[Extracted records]
▶
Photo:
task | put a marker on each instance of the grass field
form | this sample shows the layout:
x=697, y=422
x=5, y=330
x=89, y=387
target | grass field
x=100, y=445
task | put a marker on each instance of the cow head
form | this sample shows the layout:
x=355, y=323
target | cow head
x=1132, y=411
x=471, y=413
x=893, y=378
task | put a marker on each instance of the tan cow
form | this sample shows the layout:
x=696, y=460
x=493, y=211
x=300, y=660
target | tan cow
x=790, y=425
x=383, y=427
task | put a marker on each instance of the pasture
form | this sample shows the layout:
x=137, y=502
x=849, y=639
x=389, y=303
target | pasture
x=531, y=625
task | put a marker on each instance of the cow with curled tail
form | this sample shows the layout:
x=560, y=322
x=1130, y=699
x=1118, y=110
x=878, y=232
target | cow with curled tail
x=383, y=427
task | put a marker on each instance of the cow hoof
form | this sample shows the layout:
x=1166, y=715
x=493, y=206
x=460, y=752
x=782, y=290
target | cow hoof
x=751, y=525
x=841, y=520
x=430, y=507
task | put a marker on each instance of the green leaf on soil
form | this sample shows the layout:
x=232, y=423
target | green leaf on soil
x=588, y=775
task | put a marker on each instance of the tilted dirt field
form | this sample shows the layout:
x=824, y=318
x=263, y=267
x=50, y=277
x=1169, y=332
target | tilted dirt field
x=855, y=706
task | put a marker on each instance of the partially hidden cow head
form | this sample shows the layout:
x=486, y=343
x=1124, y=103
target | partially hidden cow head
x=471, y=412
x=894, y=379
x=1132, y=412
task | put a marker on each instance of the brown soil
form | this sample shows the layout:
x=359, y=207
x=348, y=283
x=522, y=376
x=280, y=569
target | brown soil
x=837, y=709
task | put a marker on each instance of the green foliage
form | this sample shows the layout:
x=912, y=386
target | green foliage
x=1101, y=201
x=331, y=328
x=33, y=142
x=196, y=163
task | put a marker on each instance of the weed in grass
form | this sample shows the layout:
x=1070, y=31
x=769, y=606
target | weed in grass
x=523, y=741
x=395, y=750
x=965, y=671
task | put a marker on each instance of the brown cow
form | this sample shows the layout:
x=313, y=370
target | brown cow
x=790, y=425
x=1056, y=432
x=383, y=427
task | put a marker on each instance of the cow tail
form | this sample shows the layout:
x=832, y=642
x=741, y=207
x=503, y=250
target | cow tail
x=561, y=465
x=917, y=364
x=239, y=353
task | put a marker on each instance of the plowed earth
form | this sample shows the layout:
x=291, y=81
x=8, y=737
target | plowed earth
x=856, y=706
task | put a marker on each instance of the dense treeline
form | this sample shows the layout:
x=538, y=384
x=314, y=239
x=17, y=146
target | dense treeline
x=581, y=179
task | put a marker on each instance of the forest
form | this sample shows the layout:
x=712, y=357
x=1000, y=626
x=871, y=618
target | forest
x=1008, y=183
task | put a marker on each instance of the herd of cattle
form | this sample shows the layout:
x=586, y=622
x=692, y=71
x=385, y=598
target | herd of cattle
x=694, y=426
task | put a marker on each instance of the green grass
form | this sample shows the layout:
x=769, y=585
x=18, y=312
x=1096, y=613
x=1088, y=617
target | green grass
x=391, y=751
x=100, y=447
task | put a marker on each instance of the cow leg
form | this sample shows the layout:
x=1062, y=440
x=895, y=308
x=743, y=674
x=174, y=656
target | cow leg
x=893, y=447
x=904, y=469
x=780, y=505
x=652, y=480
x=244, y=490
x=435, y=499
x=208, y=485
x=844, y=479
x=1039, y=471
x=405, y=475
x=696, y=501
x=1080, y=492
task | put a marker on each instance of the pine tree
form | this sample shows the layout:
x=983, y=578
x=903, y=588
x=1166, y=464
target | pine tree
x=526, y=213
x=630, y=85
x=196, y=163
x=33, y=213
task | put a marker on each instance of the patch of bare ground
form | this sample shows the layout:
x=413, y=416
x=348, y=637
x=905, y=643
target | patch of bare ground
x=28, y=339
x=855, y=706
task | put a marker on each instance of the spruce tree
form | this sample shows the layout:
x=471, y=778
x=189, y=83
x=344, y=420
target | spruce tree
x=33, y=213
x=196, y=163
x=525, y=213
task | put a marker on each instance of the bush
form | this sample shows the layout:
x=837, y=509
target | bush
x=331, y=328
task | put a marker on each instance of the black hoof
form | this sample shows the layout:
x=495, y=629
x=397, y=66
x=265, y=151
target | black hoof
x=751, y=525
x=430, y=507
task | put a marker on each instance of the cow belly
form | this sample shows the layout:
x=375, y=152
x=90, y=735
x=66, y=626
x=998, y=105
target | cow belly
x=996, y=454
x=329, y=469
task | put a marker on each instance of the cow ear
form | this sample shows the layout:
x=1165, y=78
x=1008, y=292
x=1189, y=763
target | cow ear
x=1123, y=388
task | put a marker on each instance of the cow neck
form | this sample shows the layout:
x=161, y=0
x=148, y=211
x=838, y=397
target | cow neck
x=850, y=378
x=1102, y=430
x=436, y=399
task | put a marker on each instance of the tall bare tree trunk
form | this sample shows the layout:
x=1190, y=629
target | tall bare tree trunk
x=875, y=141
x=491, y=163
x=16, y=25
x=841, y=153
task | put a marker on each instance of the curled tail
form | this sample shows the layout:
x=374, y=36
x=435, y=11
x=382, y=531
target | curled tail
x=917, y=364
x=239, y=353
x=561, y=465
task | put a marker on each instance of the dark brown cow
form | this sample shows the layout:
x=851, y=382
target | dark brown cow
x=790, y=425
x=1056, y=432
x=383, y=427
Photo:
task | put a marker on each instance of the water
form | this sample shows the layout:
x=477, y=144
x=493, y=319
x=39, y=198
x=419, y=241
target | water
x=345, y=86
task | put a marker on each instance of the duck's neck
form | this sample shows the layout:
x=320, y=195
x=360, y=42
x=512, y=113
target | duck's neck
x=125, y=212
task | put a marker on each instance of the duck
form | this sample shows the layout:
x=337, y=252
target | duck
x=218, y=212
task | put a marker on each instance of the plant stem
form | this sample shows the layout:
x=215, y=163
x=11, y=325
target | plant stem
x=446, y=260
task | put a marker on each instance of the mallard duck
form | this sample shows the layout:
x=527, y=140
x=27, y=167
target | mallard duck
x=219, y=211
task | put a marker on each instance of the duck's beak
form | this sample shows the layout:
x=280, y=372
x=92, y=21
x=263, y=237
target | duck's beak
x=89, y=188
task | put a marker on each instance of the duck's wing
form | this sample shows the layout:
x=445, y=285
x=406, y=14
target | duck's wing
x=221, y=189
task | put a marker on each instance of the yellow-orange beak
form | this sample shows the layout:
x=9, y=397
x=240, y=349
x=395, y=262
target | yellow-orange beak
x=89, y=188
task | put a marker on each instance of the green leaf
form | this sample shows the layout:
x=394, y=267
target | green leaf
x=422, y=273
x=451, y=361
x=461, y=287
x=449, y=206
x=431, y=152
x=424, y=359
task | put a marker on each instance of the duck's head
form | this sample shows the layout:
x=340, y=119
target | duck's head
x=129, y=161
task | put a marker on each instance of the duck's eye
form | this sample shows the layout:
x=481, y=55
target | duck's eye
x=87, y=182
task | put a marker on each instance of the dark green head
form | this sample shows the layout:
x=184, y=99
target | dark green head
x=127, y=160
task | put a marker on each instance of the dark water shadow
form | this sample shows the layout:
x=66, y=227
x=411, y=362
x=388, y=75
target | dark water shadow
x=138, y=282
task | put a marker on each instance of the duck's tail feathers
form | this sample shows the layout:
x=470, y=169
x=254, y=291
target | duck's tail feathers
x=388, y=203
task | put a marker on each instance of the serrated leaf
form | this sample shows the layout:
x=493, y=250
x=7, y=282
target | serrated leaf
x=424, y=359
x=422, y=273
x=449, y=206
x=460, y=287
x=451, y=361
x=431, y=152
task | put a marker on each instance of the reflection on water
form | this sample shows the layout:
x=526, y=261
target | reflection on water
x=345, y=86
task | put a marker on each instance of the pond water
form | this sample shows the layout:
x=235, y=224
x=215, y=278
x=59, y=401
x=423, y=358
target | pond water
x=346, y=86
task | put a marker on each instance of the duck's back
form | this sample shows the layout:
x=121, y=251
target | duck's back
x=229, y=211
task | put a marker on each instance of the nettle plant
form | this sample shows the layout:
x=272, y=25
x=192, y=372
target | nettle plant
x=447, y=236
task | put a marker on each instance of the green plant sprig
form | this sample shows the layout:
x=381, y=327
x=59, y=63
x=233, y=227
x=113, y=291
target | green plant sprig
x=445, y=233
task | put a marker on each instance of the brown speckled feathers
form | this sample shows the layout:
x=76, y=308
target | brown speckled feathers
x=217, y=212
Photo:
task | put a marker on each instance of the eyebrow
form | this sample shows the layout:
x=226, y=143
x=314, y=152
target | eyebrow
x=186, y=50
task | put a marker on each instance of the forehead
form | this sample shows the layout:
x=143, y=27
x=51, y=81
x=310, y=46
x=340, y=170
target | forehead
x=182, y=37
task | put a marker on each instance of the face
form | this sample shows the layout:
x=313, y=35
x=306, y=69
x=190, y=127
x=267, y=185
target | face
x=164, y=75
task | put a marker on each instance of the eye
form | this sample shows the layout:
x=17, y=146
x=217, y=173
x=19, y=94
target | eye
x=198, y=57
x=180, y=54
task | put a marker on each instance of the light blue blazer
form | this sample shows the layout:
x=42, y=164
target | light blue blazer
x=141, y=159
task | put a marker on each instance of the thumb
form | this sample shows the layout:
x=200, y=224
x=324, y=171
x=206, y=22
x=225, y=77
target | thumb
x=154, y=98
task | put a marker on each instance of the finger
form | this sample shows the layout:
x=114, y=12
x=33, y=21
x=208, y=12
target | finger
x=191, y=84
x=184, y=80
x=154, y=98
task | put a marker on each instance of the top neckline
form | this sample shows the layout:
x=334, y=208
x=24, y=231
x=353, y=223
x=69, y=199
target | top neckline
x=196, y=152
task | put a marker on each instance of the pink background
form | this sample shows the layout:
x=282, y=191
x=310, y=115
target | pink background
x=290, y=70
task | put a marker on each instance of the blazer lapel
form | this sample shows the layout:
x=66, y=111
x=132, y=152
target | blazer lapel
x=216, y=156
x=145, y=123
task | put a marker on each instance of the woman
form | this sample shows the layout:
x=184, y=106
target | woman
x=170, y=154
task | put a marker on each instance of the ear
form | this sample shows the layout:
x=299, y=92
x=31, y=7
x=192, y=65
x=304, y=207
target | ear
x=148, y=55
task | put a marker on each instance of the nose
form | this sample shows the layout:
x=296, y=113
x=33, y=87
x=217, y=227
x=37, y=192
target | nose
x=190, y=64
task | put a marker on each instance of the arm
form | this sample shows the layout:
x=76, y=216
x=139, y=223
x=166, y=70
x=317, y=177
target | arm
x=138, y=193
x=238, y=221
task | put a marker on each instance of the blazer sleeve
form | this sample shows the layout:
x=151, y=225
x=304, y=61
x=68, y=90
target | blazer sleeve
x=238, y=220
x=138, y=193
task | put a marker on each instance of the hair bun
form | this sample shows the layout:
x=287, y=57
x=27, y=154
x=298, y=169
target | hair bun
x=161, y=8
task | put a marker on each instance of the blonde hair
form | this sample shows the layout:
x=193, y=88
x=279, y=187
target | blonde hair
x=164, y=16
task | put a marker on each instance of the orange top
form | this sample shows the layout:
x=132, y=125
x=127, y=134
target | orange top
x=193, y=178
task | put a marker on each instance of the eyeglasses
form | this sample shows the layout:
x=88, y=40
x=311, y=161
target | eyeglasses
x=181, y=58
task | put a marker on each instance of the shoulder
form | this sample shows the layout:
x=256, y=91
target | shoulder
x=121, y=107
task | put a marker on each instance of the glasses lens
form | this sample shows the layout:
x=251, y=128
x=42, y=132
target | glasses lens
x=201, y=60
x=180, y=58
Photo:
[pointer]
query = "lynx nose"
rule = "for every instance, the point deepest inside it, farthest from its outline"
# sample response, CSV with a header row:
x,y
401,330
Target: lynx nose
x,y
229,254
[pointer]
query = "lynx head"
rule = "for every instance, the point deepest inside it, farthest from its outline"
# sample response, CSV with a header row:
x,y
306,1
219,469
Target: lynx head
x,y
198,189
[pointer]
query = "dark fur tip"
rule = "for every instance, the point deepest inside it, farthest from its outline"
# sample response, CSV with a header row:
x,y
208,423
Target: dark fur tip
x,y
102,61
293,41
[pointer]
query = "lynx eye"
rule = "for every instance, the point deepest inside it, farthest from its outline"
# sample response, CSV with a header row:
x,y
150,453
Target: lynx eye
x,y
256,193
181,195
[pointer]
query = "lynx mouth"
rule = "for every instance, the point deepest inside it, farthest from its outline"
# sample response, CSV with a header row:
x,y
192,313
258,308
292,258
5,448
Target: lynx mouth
◀
> [Exercise instructions] Present everything from the very start of the data down to and including the line containing "x=837, y=709" as a numbered list, leaving out any blank lines.

> [Exercise output]
1. Photo:
2. task | put a marker on each instance of the grass field
3. form | this sample shows the layout:
4. x=697, y=422
5. x=5, y=330
6. x=89, y=387
7. target | grass field
8. x=100, y=445
9. task | put a marker on each instance of the cow head
10. form | this sample shows the layout:
11. x=355, y=323
12. target | cow head
13. x=1132, y=411
14. x=471, y=413
15. x=893, y=378
16. task | put a marker on each instance of the tan cow
17. form | this sample shows the layout:
18. x=696, y=460
19. x=493, y=211
20. x=300, y=660
21. target | tan cow
22. x=790, y=425
23. x=383, y=427
24. task | put a marker on each instance of the pasture
25. form | this sample shows the layout:
26. x=137, y=502
27. x=849, y=639
28. x=389, y=303
29. target | pasture
30. x=531, y=625
31. task | put a marker on each instance of the cow with curled tail
32. form | this sample shows the layout:
33. x=560, y=322
34. x=1130, y=699
35. x=1118, y=110
36. x=878, y=232
37. target | cow with curled tail
38. x=383, y=427
39. task | put a marker on each instance of the cow hoof
40. form | this sample shows the layout:
41. x=1166, y=715
42. x=493, y=206
43. x=460, y=752
44. x=782, y=290
45. target | cow hoof
46. x=751, y=525
47. x=841, y=520
48. x=430, y=507
49. task | put a marker on each instance of the green leaf on soil
50. form | this sample shows the layout:
51. x=232, y=423
52. target | green leaf on soil
53. x=588, y=775
54. task | put a marker on each instance of the tilted dirt field
55. form | this sample shows the layout:
56. x=824, y=318
57. x=263, y=267
58. x=50, y=277
59. x=1169, y=332
60. target | tilted dirt field
61. x=855, y=706
62. task | put a marker on each instance of the partially hidden cow head
63. form | this sample shows the layout:
64. x=486, y=343
65. x=1124, y=103
66. target | partially hidden cow head
67. x=471, y=412
68. x=894, y=379
69. x=1132, y=412
70. task | put a marker on each instance of the brown soil
71. form | this sample shows the layout:
72. x=359, y=207
73. x=348, y=283
74. x=522, y=376
75. x=280, y=569
76. target | brown soil
77. x=837, y=709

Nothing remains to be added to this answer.